§ **Work instructions**
Please count how many lines in the material below contain the word "wooden" and reply with that number alone.

§ **Dataset excerpts**
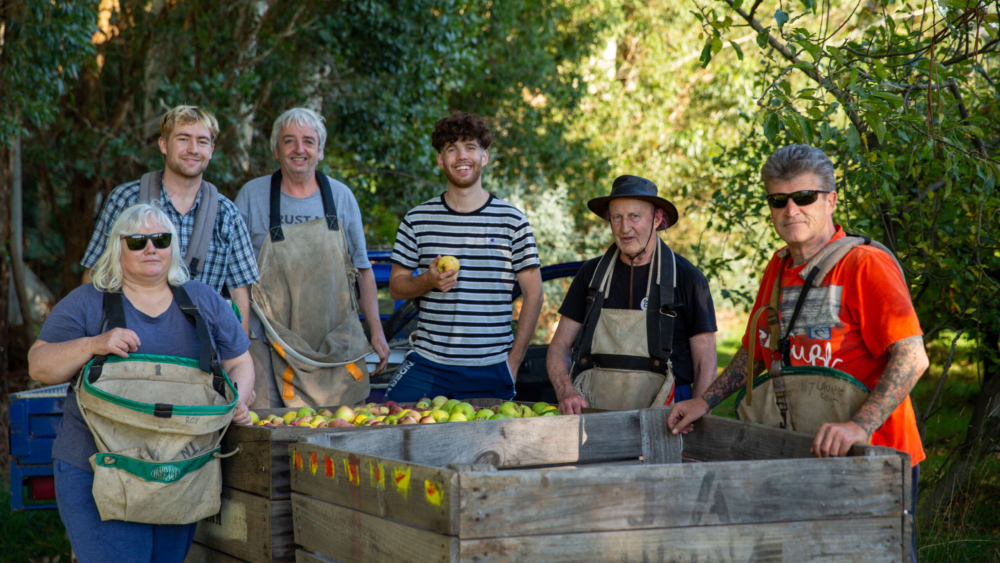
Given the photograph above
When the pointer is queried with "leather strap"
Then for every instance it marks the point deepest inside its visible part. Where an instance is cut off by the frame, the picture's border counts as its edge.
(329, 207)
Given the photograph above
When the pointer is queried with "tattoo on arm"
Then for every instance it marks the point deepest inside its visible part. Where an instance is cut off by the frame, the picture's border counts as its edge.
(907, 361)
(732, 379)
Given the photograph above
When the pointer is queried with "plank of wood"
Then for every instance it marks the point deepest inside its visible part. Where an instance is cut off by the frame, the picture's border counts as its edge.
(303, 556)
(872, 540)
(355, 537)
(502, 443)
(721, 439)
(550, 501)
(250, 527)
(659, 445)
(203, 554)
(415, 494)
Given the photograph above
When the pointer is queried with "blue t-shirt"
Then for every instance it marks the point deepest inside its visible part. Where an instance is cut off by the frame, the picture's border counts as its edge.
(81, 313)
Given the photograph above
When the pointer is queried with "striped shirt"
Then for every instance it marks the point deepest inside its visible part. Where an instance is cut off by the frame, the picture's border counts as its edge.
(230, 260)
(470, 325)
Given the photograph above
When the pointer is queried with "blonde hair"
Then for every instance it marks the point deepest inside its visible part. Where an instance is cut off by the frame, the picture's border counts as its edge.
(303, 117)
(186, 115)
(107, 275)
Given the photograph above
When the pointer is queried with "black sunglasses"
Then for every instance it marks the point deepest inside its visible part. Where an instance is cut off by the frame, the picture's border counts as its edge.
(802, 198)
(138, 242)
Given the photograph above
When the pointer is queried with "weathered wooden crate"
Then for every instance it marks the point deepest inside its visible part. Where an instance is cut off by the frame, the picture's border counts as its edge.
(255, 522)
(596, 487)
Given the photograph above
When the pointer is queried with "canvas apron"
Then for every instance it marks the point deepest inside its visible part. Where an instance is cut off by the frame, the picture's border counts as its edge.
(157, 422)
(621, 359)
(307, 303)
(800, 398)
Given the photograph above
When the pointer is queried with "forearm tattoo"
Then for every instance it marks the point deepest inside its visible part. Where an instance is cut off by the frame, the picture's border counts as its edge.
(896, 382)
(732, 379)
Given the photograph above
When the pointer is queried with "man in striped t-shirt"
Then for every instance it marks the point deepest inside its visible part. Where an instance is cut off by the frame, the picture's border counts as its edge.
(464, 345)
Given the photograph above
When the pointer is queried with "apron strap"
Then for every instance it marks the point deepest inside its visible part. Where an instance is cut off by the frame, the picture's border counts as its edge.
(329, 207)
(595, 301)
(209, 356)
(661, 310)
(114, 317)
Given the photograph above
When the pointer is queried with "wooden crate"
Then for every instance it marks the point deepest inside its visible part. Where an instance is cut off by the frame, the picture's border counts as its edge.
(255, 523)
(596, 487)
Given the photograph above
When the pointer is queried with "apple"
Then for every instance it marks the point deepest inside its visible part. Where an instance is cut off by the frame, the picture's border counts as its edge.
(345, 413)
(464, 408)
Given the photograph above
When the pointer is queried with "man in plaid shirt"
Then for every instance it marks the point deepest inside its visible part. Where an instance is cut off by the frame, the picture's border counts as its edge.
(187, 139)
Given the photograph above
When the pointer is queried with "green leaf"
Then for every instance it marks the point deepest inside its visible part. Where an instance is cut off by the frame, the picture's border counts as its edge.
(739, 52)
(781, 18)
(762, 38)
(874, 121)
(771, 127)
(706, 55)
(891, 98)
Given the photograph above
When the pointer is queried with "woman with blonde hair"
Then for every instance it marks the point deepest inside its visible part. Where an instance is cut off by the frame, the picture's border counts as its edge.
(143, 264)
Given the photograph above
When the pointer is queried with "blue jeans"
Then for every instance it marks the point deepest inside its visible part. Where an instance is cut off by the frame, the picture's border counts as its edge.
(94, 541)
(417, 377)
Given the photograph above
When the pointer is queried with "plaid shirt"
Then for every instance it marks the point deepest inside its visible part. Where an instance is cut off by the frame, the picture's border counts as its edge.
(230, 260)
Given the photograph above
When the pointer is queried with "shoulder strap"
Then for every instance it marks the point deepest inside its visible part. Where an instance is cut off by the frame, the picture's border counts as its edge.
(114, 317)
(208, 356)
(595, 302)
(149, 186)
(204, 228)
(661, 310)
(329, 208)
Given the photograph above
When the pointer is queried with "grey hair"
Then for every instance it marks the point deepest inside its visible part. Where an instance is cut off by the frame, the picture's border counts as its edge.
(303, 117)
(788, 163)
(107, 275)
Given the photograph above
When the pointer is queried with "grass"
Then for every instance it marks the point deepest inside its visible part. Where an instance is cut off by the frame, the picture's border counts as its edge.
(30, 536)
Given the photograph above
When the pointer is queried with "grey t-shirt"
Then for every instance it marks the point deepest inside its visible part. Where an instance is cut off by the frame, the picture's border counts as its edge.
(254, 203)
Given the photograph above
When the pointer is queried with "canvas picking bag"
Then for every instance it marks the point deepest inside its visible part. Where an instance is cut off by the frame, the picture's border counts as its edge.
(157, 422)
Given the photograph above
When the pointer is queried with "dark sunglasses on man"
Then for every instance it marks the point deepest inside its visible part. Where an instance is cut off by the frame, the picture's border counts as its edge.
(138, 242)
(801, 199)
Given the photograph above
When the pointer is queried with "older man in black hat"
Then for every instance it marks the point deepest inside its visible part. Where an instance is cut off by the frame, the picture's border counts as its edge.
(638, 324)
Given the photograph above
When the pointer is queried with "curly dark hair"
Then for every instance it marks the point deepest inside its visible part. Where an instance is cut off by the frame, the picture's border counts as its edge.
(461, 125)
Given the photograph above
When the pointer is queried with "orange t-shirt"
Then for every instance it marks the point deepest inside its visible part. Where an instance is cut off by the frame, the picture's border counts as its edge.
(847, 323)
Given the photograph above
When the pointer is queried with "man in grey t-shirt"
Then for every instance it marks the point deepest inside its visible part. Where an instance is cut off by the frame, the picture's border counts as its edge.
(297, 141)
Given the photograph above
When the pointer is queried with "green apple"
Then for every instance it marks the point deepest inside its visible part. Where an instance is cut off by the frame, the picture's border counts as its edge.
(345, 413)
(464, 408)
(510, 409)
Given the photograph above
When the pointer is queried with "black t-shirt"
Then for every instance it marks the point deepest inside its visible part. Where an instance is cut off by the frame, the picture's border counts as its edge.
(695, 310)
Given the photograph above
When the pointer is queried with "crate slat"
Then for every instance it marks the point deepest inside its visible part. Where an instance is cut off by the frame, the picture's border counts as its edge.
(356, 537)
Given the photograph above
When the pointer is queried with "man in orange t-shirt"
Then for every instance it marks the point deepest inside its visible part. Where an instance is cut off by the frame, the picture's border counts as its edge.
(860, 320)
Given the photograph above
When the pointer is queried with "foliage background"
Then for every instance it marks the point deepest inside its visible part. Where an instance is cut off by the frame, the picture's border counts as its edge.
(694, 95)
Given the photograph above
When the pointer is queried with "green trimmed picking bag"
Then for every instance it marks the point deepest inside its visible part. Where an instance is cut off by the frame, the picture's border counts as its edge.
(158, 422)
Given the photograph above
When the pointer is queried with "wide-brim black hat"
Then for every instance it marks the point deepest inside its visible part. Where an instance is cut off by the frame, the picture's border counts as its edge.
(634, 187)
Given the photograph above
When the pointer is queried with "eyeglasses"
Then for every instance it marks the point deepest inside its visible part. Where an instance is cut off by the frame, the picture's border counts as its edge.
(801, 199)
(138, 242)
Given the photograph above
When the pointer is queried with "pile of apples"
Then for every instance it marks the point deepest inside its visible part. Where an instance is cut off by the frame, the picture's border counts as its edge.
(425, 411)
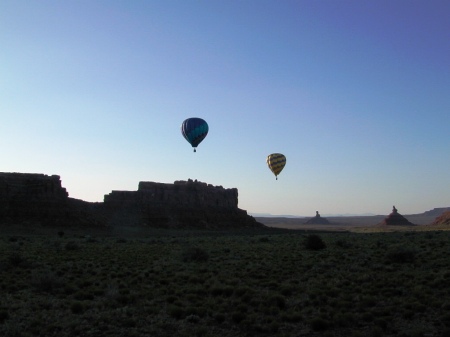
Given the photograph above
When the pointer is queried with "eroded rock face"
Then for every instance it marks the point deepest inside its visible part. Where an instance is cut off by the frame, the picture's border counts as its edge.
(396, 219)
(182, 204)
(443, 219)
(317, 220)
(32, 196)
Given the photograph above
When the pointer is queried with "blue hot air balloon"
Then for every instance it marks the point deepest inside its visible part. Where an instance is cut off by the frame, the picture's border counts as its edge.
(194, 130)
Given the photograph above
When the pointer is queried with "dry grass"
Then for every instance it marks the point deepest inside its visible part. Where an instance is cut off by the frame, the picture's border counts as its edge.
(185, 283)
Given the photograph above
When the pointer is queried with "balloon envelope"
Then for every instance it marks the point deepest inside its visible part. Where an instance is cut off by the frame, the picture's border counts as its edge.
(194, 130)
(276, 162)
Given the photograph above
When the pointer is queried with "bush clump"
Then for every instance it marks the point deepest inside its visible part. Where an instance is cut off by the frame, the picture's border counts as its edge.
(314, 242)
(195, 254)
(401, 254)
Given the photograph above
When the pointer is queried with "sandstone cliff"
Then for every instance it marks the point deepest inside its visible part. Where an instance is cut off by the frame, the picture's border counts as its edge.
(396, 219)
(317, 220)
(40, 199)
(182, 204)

...

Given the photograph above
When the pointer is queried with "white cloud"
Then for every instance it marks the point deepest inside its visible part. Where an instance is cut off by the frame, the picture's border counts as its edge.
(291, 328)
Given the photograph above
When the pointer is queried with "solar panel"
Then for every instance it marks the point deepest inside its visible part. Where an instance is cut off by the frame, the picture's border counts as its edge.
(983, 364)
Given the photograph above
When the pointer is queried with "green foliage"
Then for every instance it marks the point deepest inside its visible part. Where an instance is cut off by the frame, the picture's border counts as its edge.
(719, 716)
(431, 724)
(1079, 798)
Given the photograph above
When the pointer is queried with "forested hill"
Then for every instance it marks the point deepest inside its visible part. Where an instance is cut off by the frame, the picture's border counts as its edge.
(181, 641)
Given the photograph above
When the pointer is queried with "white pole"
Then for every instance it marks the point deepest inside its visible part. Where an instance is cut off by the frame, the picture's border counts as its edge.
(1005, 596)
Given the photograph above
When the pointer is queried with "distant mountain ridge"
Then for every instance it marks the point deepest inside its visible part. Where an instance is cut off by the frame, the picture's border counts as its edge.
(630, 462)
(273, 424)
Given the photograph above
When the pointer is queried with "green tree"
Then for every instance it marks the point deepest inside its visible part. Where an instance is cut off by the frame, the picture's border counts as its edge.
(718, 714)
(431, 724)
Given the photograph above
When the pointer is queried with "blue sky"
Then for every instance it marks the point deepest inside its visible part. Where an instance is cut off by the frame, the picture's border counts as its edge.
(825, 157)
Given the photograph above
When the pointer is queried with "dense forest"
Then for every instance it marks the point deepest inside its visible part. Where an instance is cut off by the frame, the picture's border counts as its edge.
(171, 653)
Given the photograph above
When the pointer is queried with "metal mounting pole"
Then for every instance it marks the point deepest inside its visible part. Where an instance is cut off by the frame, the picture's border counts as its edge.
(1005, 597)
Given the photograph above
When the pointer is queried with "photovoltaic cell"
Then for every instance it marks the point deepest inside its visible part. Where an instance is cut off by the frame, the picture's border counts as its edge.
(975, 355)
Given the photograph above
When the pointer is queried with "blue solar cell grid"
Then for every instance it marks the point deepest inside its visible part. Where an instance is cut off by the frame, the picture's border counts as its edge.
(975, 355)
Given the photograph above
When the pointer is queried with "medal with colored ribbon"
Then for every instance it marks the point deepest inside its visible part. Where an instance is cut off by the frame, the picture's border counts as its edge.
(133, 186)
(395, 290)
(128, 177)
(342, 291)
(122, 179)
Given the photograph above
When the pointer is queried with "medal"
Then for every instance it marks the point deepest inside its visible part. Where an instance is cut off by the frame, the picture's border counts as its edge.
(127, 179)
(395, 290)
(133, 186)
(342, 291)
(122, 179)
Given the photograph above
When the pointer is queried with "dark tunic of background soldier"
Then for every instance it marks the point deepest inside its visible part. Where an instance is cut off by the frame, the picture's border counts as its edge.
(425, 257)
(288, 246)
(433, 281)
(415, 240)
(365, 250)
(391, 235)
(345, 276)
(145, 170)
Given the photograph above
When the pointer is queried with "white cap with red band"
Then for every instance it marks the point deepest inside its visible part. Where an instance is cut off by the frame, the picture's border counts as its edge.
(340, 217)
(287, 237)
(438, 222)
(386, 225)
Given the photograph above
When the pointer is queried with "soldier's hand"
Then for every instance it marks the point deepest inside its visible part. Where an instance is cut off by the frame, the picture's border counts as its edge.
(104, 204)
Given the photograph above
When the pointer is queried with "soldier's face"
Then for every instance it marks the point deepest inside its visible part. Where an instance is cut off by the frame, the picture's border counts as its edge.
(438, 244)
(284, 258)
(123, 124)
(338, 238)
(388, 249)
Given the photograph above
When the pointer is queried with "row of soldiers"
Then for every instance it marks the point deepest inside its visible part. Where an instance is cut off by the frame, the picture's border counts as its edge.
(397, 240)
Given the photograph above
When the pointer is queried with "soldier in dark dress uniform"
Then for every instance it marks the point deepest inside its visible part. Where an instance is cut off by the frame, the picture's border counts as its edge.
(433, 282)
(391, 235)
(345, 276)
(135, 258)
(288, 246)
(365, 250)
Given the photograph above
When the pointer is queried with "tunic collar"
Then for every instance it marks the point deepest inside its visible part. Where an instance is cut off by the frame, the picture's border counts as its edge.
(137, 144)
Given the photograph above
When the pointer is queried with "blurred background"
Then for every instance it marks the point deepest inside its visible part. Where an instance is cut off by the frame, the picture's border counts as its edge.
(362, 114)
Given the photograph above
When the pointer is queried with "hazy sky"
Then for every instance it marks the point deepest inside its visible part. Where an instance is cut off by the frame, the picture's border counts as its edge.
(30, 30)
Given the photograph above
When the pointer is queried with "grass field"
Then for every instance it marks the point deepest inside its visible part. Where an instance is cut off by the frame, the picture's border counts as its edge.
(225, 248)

* * *

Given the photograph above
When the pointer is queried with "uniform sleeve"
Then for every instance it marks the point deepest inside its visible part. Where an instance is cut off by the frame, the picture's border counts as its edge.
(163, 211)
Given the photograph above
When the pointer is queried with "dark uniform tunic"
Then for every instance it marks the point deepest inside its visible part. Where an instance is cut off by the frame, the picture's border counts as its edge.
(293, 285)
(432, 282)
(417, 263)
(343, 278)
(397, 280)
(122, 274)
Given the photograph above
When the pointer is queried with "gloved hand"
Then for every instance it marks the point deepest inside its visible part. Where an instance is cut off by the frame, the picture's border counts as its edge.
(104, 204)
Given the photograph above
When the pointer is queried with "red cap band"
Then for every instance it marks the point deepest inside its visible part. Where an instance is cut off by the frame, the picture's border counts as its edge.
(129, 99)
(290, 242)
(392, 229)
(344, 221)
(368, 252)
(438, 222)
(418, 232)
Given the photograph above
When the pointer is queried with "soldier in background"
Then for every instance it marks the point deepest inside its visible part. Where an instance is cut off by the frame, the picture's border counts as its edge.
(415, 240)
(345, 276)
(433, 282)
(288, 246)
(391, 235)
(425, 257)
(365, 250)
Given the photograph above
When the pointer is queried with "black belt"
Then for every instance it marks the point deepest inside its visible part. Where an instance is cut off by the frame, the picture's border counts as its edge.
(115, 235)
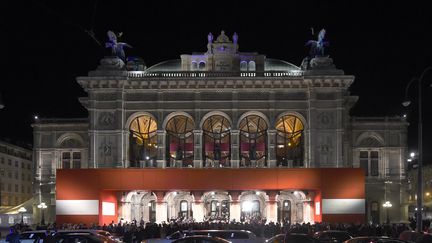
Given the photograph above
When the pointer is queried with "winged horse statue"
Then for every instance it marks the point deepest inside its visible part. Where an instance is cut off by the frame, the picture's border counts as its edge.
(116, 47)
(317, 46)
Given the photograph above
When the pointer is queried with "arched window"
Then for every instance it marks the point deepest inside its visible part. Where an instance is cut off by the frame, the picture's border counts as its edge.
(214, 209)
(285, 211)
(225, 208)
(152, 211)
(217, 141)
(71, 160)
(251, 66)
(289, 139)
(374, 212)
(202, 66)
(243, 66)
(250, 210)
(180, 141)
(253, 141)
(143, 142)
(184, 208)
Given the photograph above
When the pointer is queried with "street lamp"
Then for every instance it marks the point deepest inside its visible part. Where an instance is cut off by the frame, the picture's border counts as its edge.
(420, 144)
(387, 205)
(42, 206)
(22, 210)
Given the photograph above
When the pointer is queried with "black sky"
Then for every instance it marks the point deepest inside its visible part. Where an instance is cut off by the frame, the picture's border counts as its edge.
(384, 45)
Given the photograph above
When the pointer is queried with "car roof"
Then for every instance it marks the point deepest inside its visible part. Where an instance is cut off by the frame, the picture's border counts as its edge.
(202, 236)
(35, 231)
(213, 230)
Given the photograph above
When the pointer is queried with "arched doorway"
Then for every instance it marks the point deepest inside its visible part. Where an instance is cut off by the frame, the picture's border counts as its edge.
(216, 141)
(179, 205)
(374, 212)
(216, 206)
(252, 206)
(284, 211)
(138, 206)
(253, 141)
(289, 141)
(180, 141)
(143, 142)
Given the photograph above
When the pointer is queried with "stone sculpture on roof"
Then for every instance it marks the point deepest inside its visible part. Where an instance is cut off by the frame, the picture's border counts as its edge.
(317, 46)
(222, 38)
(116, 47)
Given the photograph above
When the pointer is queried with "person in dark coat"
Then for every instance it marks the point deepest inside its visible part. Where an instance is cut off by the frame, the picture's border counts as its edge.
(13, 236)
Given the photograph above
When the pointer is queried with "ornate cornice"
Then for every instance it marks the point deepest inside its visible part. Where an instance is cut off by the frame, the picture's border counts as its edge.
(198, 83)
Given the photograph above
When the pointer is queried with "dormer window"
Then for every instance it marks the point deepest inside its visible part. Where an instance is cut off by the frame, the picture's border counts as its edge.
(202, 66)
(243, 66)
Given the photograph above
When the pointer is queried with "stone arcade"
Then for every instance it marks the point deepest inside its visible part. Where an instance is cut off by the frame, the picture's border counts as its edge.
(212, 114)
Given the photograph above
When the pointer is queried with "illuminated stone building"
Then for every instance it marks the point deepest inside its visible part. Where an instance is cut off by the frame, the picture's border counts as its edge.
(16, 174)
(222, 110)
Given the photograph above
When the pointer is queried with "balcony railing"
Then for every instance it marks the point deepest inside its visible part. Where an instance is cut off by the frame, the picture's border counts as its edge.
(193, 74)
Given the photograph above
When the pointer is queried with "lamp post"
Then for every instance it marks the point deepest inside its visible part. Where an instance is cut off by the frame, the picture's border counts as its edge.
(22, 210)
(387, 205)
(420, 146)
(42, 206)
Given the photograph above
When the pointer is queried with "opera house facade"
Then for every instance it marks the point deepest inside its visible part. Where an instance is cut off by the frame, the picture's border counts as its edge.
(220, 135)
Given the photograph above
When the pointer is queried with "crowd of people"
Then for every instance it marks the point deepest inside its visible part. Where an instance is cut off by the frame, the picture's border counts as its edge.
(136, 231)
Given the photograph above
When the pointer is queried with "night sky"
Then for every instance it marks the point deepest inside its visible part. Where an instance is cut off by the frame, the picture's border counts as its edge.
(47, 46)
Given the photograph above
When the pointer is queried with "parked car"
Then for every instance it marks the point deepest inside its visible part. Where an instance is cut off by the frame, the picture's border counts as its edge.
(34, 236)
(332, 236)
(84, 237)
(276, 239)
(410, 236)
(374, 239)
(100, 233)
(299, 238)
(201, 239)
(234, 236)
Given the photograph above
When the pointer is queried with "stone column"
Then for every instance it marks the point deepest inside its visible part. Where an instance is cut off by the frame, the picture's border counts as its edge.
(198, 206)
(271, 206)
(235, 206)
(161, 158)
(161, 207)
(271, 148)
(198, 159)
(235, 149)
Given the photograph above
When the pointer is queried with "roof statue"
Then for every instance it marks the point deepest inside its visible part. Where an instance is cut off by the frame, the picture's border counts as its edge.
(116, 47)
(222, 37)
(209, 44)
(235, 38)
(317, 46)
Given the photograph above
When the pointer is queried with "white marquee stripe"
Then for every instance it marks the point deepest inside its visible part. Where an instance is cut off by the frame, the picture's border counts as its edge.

§ **Written response**
2